BEGIN Stored records
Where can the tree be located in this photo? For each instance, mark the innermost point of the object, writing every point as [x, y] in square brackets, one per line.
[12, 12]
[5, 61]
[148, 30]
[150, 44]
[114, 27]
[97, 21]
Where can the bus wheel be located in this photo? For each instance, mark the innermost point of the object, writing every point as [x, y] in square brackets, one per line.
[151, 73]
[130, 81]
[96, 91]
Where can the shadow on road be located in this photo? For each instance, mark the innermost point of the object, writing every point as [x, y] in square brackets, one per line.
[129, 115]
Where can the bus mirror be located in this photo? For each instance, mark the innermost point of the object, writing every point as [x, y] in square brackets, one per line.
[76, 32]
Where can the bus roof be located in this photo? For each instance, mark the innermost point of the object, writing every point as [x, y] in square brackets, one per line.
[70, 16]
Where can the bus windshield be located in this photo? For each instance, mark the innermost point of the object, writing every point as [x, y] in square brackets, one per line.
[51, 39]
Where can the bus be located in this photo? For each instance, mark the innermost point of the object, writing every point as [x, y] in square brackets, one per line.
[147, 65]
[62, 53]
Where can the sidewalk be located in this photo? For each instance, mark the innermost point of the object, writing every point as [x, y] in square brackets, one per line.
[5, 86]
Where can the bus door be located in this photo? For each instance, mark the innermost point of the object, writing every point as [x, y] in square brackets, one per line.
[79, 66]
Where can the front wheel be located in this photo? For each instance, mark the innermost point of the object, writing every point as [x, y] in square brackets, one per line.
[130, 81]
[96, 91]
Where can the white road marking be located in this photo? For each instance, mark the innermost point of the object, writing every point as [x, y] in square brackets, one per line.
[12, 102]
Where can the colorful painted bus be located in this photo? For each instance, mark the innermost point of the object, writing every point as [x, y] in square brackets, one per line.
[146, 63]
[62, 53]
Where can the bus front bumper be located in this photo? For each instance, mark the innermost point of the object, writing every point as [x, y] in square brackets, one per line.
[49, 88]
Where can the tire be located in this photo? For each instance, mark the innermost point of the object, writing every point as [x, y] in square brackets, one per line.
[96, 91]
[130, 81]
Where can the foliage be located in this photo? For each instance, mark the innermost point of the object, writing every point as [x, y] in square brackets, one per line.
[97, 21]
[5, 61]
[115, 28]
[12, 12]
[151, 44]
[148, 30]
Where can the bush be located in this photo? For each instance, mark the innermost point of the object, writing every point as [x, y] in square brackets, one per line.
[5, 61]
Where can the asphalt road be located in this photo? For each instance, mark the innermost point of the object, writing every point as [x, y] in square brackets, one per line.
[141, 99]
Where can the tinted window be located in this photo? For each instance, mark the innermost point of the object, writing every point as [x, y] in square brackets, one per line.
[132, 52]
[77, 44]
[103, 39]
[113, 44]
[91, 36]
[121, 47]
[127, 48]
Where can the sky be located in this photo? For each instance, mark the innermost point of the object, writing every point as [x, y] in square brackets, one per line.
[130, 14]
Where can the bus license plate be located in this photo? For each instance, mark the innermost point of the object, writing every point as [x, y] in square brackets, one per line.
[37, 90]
END Stored records
## Instructions to follow
Print the complete listing again, exactly as it stands.

## Response below
Where can the tree be located in this photo? For each instance, mark the innermost point of the object, writing every point as [x, y] in square brackets, one per line.
[12, 12]
[5, 61]
[148, 30]
[150, 44]
[114, 27]
[97, 21]
Where can the bus wheel be located in this photo? For each instance, mark the innermost point of the object, writing every point as [x, y] in square brackets, one per line.
[151, 73]
[130, 81]
[96, 91]
Where can the shadow on road be located in this photo? For each instance, mark the innermost point of the object, writing every point as [x, y] in square brackets, one per line.
[129, 115]
Where can the bus mirror be located in this photo? For each instance, mark the innermost point of the object, writing every point as [x, y] in square brackets, one per line.
[76, 32]
Where can the bus roof be located in this photo? For each instance, mark the innermost point of the object, writing every point as [x, y] in square brackets, one per line.
[70, 16]
Where can the bus windshield be located in this photo? For each instance, mark the innermost point of the object, writing every point as [x, y] in square brackets, one per line.
[51, 39]
Where can the bus be located in this photo? For each instance, mark the innermost point of the object, writing every point as [x, y] in square brackets, one per line.
[147, 65]
[62, 53]
Where can the sidewalk be located in this photo? For each instance, mark the innermost point of the object, writing every point as [x, y] in square brackets, one per line.
[5, 86]
Where can the bus door be located in this photo? For each instance, mark the innermost point of the object, writing every point as [x, y] in square brackets, one per line.
[79, 66]
Where can the front wheel be located in this photo? For each instance, mark the innermost point of the object, writing every point as [x, y] in square brackets, one per line.
[130, 81]
[96, 91]
Where can the white road marking be located in this photo? For each instance, mark the innermost point of the object, writing every point as [x, y] in square brackets, one per line.
[12, 102]
Where can the colorful painted bus be located in this photo? For each instance, mark the innermost point of the object, writing every point as [x, y] in square brackets, one per line.
[146, 63]
[62, 53]
Where can the bus front bumper be located in this photo? For each instance, mark the innermost point of the object, writing every point as [x, y] in square brackets, one per line.
[49, 88]
Where can the tire be located in this photo? For each instance, mark the innermost point of the object, writing every point as [x, y] in square brackets, one per line.
[96, 91]
[130, 81]
Where can the foliage be located in this photo? For each instance, mark the innermost point of the object, writing every point as [x, y] in square brackets, one per line.
[97, 21]
[5, 61]
[115, 28]
[12, 12]
[151, 44]
[148, 30]
Where can the bush be located in this photo? For each instance, mark the innermost point of the object, writing every point as [x, y] in square brackets, one per line.
[5, 61]
Where can the asphalt road be located in this photo? For each instance, mark the innermost point of the object, writing every point as [x, y] in square brackets, one per line.
[141, 99]
Where can the tinted window be located in this photo? For each instance, mark the innermost point of the object, writing every point as [x, y] in square brackets, one per line.
[132, 52]
[77, 44]
[103, 39]
[113, 44]
[91, 36]
[121, 47]
[127, 48]
Where can the sky be located in this photo? For each instance, mark the innermost point of the object, writing every point as [x, y] in square brackets, one per line.
[130, 14]
Where can the bus license plate be located in this photo? For each instance, mark the innermost point of the object, writing every point as [x, y] in square brackets, one per line.
[37, 90]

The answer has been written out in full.